## Goal of the exercise
Every line of the records that holds the word "leaf" should be copied.

## Task input

=== Section Start ===

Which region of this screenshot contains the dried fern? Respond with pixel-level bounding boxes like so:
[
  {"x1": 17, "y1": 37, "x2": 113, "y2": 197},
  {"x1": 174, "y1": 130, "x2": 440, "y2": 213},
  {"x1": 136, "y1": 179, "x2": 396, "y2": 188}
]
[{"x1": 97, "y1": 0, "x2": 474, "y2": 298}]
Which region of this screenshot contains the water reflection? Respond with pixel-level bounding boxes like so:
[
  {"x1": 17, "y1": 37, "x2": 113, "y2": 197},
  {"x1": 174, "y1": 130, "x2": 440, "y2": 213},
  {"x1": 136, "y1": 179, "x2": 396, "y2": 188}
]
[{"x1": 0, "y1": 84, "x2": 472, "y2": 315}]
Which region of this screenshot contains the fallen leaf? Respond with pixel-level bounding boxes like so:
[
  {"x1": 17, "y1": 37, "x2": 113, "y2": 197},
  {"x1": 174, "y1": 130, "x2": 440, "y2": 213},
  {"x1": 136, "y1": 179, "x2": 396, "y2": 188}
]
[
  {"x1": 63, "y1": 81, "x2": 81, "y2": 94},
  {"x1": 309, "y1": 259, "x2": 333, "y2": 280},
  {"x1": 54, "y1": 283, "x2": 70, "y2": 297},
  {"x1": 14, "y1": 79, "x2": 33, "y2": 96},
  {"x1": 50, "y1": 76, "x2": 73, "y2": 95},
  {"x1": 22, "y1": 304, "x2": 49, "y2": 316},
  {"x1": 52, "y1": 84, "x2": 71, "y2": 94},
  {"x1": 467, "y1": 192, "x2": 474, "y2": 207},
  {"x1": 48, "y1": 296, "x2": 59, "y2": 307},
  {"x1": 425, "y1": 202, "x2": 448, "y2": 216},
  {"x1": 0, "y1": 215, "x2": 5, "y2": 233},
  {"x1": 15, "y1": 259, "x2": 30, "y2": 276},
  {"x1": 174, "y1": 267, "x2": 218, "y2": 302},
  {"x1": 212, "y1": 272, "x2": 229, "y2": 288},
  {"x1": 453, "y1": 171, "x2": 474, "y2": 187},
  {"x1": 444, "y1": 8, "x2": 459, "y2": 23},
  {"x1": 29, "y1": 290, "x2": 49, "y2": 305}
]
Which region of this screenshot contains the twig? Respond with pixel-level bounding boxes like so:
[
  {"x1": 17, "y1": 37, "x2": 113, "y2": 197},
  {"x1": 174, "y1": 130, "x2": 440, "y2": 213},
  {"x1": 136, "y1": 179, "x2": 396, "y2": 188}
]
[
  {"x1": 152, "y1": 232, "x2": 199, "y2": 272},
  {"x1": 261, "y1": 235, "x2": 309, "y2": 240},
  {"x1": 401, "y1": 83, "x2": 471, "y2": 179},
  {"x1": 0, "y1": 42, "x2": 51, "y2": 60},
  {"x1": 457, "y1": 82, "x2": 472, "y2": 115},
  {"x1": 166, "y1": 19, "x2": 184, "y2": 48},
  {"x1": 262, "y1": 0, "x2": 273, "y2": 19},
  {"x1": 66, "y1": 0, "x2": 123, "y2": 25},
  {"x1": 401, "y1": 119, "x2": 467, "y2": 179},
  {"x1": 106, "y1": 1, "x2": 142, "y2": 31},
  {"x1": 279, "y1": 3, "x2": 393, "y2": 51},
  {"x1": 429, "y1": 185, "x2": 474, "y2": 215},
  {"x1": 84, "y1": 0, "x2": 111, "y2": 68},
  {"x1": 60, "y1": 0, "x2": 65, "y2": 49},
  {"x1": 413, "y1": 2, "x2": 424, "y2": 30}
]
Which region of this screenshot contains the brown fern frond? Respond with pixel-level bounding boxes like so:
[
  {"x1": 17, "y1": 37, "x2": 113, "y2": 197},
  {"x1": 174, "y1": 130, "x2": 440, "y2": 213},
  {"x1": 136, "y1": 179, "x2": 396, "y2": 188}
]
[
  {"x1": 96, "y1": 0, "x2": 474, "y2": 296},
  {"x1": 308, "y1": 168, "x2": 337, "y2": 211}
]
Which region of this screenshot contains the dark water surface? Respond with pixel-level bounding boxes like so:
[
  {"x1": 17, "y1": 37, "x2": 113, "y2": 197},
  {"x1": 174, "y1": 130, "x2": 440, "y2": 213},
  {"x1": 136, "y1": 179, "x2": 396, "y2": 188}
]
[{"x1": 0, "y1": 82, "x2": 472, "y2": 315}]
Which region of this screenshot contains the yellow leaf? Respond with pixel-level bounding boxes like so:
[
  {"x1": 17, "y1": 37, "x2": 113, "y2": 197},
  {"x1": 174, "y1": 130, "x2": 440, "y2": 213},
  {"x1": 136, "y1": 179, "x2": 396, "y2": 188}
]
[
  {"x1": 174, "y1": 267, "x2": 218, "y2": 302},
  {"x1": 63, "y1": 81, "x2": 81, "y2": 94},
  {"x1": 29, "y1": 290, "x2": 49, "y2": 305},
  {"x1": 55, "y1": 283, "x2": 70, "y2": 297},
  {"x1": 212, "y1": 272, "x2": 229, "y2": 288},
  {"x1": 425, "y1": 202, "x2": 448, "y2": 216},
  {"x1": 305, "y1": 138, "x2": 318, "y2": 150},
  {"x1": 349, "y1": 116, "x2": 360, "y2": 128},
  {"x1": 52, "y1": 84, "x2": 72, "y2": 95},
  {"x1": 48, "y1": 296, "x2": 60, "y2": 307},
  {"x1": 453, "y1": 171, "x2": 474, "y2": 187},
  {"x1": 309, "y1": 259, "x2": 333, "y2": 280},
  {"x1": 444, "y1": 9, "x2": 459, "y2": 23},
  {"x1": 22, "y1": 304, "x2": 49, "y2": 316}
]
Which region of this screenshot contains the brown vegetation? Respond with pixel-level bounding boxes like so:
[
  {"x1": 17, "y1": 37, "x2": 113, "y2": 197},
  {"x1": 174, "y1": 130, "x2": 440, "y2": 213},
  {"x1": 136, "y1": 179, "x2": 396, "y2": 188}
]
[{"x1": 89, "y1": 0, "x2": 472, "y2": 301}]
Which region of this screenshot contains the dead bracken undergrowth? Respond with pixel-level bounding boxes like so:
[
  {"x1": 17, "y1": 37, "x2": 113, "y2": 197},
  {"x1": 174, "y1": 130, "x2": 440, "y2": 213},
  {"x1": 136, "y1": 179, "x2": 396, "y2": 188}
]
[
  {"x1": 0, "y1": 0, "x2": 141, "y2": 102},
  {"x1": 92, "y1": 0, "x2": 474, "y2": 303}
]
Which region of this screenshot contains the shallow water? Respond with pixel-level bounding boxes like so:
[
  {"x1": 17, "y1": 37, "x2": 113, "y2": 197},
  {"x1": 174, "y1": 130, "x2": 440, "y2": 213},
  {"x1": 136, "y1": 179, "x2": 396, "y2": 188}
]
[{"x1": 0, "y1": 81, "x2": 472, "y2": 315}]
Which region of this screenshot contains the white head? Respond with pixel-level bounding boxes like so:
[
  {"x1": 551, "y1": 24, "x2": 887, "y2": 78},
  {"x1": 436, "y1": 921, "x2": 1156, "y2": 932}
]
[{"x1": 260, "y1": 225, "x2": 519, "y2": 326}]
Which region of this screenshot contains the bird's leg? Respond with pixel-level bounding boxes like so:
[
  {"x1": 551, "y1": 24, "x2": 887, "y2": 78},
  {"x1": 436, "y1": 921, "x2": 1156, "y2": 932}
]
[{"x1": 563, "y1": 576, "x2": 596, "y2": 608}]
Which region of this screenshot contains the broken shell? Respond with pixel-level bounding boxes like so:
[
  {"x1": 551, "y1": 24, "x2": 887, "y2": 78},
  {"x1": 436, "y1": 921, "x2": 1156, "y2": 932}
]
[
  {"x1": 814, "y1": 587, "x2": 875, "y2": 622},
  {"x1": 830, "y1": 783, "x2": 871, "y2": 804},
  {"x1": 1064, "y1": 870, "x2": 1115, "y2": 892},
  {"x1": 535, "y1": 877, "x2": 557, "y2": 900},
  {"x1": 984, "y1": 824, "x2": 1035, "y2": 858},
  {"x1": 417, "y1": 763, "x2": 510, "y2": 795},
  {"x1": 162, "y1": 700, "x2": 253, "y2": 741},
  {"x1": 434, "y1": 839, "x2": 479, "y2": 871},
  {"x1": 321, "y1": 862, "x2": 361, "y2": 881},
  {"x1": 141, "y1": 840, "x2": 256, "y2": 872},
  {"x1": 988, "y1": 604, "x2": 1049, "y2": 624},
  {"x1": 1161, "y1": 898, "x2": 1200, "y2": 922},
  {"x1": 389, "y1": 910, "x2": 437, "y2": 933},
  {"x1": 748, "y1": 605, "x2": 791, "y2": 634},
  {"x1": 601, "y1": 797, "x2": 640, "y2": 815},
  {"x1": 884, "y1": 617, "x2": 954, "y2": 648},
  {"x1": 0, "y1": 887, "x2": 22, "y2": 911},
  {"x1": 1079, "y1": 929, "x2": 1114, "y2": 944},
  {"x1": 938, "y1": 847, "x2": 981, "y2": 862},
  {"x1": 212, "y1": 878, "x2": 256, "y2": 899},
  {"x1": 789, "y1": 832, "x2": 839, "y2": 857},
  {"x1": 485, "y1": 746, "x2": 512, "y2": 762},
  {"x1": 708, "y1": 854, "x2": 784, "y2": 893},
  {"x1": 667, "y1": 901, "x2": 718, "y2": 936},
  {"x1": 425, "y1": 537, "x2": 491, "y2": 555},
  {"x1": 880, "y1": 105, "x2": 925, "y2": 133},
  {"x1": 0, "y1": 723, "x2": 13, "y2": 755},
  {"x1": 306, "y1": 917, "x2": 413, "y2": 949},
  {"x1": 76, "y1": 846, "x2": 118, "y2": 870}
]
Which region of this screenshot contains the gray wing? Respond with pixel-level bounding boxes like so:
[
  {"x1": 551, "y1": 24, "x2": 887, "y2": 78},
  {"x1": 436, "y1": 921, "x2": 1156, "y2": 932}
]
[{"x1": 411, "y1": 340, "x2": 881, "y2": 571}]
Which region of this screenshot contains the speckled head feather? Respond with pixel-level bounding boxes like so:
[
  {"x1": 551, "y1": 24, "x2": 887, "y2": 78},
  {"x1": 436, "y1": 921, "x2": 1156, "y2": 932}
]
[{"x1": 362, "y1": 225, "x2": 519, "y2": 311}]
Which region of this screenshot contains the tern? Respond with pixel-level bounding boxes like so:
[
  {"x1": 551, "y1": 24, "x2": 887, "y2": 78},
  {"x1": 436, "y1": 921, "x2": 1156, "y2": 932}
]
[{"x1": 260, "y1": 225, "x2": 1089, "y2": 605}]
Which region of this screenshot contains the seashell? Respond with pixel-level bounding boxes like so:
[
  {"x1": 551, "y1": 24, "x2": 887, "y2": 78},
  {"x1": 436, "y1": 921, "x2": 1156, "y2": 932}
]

=== Section End ===

## Response below
Which region of this screenshot contains the fallen leaf? Respond with pixel-level bounding boxes like so:
Which region of this screenshot contains the yellow leaf? Respond with pixel-level bounding boxes like so:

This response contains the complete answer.